> Text shown
BM25¶

Sparse retrieval based on term frequency.

Overview¶

Field	Value
Type	Retrieval
Algorithm	TF-IDF variant
Modality	Text
Paper	Robertson & Zaragoza, 2009

How It Works¶

Ranks documents by:

Term frequency in document
Inverse document frequency
Document length normalization

Uses VectorChord-BM25 PostgreSQL extension for efficient full-text search.

Configuration¶

_target_: autorag_research.pipelines.retrieval.bm25.BM25PipelineConfig
name: bm25
tokenizer: bert
top_k: 10
batch_size: 100

Options¶

Option	Type	Default	Description
name	str	required	Unique pipeline instance name
tokenizer	str	`bert`	Tokenization method
index_name	str	`idx_chunk_bm25`	BM25 index name in PostgreSQL
top_k	int	10	Results per query
batch_size	int	100	Queries per batch

Tokenizers¶

Tokenizer	Description
bert	BERT WordPiece
wiki_tocken	Wikipedia-based
gemma2b	Gemma 2B model
llmlingua2	LLMLingua2

When to Use¶

Good for:

Keyword queries
Exact term matching
Low latency requirements
No embedding model needed

Consider dense retrieval for:

Semantic similarity
Paraphrase matching
Multilingual queries

Citation¶

@article{robertson2009probabilistic,
  title={The probabilistic relevance framework: BM25 and beyond},
  author={Robertson, Stephen and Zaragoza, Hugo and others},
  journal={Foundations and trends{\textregistered} in information retrieval},
  volume={3},
  number={4},
  pages={333--389},
  year={2009},
  publisher={Now Publishers, Inc.}
}

@book{robertson1995okapi,
  title={Okapi at TREC-3},
  author={Robertson, Stephen E and Walker, Steve and Jones, Susan and Hancock-Beaulieu, Micheline M and Gatford, Mike and others},
  year={1995},
  publisher={British Library Research and Development Department}
}

> Short exercise 1
Answer these questions from the BM25 page:
(a) Which PostgreSQL extension does it use for efficient full-text search?
(b) What is the default value of the index_name option?
(c) In what year was the Okapi at TREC-3 citation published?
> Short exercise 2
Please transcribe the part of the BM25 page starting at "How It Works¶" and ending at "efficient full-text search.".

Extracted records:
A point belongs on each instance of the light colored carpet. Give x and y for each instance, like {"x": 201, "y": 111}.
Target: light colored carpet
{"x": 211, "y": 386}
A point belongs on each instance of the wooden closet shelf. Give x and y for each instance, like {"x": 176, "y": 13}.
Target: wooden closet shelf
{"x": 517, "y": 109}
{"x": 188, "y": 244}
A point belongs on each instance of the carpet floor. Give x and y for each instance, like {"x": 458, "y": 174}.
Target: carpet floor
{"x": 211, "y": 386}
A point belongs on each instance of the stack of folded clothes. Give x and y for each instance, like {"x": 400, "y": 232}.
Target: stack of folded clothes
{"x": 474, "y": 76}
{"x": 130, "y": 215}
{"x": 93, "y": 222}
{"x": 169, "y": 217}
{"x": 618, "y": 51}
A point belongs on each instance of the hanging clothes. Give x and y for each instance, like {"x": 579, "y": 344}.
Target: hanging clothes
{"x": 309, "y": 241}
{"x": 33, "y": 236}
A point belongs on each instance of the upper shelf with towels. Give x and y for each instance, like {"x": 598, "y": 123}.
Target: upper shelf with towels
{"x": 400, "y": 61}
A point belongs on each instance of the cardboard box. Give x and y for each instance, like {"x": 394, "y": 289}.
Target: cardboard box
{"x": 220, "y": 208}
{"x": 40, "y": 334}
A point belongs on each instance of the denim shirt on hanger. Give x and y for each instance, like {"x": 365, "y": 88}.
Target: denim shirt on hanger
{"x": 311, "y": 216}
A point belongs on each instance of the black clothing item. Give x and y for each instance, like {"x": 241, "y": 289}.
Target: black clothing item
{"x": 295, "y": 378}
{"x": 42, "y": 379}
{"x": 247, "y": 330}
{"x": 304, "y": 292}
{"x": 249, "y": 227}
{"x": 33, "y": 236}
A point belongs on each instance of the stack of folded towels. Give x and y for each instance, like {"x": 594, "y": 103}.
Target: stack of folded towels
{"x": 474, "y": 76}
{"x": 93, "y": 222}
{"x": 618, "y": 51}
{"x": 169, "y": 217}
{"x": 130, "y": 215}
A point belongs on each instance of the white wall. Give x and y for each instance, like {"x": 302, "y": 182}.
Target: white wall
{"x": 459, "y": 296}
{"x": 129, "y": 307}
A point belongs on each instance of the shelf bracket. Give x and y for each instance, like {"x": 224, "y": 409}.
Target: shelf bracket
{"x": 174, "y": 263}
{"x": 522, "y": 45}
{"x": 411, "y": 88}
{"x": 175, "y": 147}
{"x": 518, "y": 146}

> Response 1
(a) VectorChord-BM25
(b) idx_chunk_bm25
(c) 1995

> Response 2
How It Works¶

Ranks documents by:

Term frequency in document
Inverse document frequency
Document length normalization

Uses VectorChord-BM25 PostgreSQL extension for efficient full-text search.